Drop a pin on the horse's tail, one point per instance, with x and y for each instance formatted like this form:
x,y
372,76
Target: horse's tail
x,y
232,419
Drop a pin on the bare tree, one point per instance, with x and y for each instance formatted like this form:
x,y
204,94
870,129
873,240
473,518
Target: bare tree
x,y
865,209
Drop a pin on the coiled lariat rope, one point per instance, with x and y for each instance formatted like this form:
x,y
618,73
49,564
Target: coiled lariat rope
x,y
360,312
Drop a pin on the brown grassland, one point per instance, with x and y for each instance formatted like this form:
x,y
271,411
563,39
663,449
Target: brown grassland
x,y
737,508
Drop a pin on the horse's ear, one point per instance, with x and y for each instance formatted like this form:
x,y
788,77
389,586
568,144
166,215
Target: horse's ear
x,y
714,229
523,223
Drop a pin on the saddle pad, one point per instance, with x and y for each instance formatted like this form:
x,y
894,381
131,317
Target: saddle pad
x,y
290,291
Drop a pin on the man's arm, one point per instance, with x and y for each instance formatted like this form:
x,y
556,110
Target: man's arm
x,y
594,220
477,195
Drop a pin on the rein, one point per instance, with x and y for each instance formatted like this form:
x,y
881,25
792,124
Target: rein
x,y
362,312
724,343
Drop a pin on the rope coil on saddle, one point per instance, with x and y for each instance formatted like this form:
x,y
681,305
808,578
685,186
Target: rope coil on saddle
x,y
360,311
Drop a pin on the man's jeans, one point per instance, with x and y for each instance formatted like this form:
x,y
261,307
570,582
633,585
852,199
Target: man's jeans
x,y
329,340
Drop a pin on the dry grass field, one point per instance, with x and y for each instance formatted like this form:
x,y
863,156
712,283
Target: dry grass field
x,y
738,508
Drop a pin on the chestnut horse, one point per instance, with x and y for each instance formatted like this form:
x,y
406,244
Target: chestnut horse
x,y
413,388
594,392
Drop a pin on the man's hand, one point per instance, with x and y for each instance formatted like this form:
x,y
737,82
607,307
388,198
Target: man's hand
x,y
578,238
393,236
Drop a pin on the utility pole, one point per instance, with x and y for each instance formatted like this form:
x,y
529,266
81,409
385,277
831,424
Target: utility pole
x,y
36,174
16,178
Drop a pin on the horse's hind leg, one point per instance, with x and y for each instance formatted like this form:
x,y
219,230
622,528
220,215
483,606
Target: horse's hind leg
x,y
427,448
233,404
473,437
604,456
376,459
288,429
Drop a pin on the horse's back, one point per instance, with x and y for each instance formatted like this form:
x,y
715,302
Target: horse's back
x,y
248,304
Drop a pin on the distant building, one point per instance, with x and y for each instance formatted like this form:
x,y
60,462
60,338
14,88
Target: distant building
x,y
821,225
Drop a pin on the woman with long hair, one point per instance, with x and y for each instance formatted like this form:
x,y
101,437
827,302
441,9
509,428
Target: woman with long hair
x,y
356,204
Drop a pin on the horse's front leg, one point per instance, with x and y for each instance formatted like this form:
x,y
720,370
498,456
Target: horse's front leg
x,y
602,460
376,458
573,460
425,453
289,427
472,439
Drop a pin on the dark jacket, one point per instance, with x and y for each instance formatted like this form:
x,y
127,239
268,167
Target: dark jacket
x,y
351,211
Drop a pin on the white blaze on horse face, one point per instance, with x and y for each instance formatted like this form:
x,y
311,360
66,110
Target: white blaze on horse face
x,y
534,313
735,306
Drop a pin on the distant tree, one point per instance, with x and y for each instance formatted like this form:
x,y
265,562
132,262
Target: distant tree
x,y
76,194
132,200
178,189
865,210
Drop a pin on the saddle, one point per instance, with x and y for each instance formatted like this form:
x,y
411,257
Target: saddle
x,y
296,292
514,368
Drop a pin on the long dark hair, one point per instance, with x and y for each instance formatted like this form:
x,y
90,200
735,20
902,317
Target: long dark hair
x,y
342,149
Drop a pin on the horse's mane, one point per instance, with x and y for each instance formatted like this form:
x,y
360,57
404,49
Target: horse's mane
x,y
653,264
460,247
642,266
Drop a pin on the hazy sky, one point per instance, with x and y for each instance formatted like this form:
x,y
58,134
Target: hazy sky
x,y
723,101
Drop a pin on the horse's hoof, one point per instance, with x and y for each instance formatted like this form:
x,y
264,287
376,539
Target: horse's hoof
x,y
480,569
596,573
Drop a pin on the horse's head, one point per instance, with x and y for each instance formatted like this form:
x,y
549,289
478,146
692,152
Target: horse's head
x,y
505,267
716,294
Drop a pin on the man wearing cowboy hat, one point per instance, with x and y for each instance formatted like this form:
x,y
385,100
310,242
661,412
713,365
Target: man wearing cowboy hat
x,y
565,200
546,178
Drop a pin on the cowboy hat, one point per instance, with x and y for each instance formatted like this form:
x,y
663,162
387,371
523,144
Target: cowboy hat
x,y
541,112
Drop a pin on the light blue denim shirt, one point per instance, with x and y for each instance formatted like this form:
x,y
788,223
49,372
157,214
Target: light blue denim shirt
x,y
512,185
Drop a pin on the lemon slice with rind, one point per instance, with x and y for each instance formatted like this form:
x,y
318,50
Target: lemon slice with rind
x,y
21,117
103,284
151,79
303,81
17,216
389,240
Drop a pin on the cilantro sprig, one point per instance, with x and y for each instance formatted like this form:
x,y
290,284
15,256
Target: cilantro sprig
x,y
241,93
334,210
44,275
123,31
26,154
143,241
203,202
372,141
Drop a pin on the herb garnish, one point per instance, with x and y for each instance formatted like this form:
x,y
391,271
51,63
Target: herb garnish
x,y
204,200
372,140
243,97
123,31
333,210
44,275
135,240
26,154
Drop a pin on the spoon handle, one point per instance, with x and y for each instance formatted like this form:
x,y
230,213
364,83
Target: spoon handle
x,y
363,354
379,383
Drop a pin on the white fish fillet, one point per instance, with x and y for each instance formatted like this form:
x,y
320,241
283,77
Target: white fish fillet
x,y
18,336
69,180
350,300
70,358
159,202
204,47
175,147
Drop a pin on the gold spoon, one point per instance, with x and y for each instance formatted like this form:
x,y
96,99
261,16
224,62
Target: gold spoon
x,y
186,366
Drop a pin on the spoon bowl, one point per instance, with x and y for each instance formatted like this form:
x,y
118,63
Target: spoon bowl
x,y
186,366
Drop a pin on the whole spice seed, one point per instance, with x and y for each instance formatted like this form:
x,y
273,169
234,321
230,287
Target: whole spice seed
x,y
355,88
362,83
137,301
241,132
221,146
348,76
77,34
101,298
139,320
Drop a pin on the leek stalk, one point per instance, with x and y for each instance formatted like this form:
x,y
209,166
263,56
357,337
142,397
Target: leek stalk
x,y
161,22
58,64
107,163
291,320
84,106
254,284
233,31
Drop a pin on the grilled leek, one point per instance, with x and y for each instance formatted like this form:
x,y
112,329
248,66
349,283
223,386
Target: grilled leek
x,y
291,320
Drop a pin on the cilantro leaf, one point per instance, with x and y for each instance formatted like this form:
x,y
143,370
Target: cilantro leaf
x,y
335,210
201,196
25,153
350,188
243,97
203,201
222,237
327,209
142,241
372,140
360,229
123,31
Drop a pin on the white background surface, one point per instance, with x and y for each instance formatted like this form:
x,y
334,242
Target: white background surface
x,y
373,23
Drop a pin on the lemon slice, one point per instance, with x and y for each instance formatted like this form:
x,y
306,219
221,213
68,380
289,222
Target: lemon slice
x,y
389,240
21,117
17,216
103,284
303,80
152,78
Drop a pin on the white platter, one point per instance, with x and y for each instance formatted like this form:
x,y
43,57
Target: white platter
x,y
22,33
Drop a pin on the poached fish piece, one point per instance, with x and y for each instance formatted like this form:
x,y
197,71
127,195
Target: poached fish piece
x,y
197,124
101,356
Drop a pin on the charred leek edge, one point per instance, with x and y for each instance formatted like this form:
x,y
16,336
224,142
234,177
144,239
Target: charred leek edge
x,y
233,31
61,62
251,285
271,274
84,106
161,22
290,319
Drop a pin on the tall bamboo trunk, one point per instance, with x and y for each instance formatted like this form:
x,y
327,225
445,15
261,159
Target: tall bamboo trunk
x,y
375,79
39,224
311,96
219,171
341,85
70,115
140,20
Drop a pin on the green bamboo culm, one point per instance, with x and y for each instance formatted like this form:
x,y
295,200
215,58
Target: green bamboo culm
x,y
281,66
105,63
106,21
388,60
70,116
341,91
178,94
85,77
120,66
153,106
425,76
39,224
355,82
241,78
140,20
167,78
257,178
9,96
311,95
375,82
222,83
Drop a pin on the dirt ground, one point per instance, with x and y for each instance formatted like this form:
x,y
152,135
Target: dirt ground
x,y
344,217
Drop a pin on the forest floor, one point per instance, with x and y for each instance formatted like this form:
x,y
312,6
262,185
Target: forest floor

- _How to complete this task_:
Look through the entries above, and wherever a line holds the string "floor", copy it.

- _Answer to the exercise_:
Drop a pin on the forest floor, one point per instance, with x and y for each instance formatted like this form:
Target: forest floor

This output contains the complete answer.